(What to work on)
Rewrite every one of the records below with "one point per instance" replaced by "one point for each instance" wherever it occurs, changing nothing else.
--- begin Provided data ---
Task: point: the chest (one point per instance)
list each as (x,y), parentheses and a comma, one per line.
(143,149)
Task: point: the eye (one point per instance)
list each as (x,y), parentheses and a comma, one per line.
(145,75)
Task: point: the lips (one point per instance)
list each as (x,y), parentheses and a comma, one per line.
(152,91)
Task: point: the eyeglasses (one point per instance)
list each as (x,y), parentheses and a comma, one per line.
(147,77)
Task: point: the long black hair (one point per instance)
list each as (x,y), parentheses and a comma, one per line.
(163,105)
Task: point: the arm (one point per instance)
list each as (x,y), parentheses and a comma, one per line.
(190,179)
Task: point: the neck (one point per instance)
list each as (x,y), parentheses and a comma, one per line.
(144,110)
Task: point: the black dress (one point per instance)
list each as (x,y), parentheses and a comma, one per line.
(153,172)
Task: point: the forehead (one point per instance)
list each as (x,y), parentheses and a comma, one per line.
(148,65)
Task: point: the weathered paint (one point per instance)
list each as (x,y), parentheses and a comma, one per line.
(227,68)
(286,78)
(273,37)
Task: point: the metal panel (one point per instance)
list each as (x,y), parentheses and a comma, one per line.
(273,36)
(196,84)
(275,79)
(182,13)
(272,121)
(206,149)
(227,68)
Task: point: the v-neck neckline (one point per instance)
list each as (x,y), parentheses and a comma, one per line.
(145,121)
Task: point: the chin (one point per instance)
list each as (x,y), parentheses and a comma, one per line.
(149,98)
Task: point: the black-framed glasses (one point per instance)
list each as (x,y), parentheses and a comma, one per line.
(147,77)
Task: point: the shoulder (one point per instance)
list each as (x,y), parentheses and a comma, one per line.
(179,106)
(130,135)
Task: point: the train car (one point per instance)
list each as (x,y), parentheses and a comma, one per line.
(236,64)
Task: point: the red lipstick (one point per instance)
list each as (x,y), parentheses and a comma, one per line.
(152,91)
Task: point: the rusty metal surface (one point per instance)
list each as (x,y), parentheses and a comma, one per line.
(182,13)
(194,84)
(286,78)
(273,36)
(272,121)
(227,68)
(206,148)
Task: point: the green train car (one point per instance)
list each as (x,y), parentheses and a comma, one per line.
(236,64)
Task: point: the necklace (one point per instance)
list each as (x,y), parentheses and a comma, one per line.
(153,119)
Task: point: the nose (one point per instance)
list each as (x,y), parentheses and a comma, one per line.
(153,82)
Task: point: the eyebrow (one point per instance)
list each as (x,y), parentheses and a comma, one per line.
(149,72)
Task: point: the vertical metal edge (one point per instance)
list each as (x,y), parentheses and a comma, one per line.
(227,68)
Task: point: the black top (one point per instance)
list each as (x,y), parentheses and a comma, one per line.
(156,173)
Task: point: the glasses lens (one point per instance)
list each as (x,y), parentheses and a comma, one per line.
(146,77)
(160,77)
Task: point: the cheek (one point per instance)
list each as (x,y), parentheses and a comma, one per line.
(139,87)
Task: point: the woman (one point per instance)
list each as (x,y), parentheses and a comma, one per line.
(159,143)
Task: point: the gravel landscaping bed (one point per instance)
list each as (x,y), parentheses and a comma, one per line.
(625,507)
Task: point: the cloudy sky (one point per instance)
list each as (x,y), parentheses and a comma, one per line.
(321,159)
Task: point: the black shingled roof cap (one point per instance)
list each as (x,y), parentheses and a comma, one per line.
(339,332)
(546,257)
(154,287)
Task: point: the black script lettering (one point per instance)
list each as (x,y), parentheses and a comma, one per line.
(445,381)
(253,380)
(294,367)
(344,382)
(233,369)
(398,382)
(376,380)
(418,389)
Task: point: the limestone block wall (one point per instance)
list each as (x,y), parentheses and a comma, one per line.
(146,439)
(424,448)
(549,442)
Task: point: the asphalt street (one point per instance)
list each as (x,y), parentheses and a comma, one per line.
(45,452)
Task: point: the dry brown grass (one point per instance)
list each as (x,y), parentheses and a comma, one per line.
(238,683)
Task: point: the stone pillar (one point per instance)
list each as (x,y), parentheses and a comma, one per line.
--- end Provided data ---
(In response)
Task: point: the chest (one point for each instance)
list each as (x,y), parentheses and a comma, one per line.
(143,149)
Task: point: the eye (one point for each instance)
list each as (x,y), parentheses and a comma, one per line.
(145,75)
Task: point: the lips (one point for each instance)
list each as (x,y), parentheses and a comma, one per line.
(152,91)
Task: point: the eyeglasses (one point for each instance)
list each as (x,y), parentheses and a comma, one per line.
(147,77)
Task: point: the long black hair (one point for each instance)
list each as (x,y), parentheses and a comma, one per line.
(163,105)
Task: point: the arm (one point for each instance)
list each as (x,y), parentheses and a comma, one per line.
(190,179)
Task: point: the neck (one point for each instance)
list each as (x,y), parentheses and a comma, one per line.
(144,110)
Task: point: the black dress (one point for each instance)
list each as (x,y), parentheses and a comma, one per line.
(153,172)
Task: point: the forehead (one point for each instance)
list each as (x,y), parentheses and a comma, one per line.
(148,65)
Task: point: the weathered paint (one point for each instance)
list each as (x,y), parentheses and a comma, one per line.
(227,68)
(286,78)
(273,37)
Task: point: the metal panel (one point for each instance)
list each as (x,y), parentheses and a comma, one per line.
(273,36)
(196,84)
(275,79)
(182,13)
(272,121)
(206,149)
(227,68)
Task: point: the v-neck neckline (one point for each instance)
list each as (x,y), parentheses and a comma, one per line.
(145,121)
Task: point: the chin (one point for each instance)
list each as (x,y), parentheses and a comma, one per line.
(149,98)
Task: point: the black-framed glasses (one point for each instance)
list each as (x,y), parentheses and a comma, one per line.
(147,77)
Task: point: the shoulder (one point for each instance)
list each as (x,y), parentheses and a comma, one per line.
(179,106)
(130,135)
Task: point: the train car (one point for each instance)
list each as (x,y), parentheses and a comma, one per line.
(236,64)
Task: point: the red lipstick (one point for each instance)
list each as (x,y), parentheses and a comma, one per line.
(152,91)
Task: point: the rusty metal surface (one point for each instance)
list each as (x,y), parentheses and a comma, one per line.
(182,13)
(194,84)
(286,78)
(273,36)
(272,121)
(227,68)
(206,148)
Task: point: the green train car (one point for each instance)
list each as (x,y), parentheses and a comma, one per line.
(236,64)
Task: point: the necklace (one point for each instance)
list each as (x,y), parentheses and a comma, one per line.
(153,119)
Task: point: the nose (one point for each instance)
list each as (x,y), parentheses and a comma, one per line.
(153,82)
Task: point: the eyebrow (one point for each instance)
list each as (x,y), parentheses and a comma, one per line.
(149,72)
Task: point: the vertical metal edge (one point for each instance)
list each as (x,y), parentheses and a comma, one per line.
(227,68)
Task: point: the black top (one point for each instance)
list each as (x,y), parentheses and a comma, one per line.
(156,173)
Task: point: the glasses lens (one point for each instance)
list each as (x,y), parentheses and a comma, one per line.
(146,77)
(160,77)
Task: point: the cheek (one point for each instance)
list each as (x,y), parentheses and a comma, one per line.
(139,87)
Task: point: the woman (one point for each instance)
list each as (x,y), parentheses and a comma, one per line.
(159,143)
Task: point: the gravel landscaping bed (one point for each instance)
list each as (x,y), parentheses and a comma, one per line.
(625,507)
Task: point: the cloudy sky (one point for each instance)
list each as (x,y), parentheses and a comma, one per line.
(321,159)
Task: point: the black shingled roof cap (one point for each instance)
list each as (x,y), parentheses and a comma, one per line.
(339,332)
(546,257)
(154,287)
Task: point: the black script lettering (one point for each instance)
list each as (x,y), parentheses and a comma, one per line.
(445,381)
(253,380)
(294,367)
(344,382)
(233,369)
(398,382)
(376,380)
(418,389)
Task: point: the limestone block wall (one point for each instance)
list each as (x,y), parentheses and a comma, one per line.
(146,439)
(424,448)
(549,442)
Task: point: the asphalt street (one point for each instance)
list each as (x,y), parentheses and a comma, one per line.
(45,452)
Task: point: the dry brown grass (one point for each instance)
list each as (x,y), parentheses and a comma, one per line.
(238,683)
Task: point: the stone pillar (one point for each instance)
list each as (x,y), parentheses and a comma, one per line.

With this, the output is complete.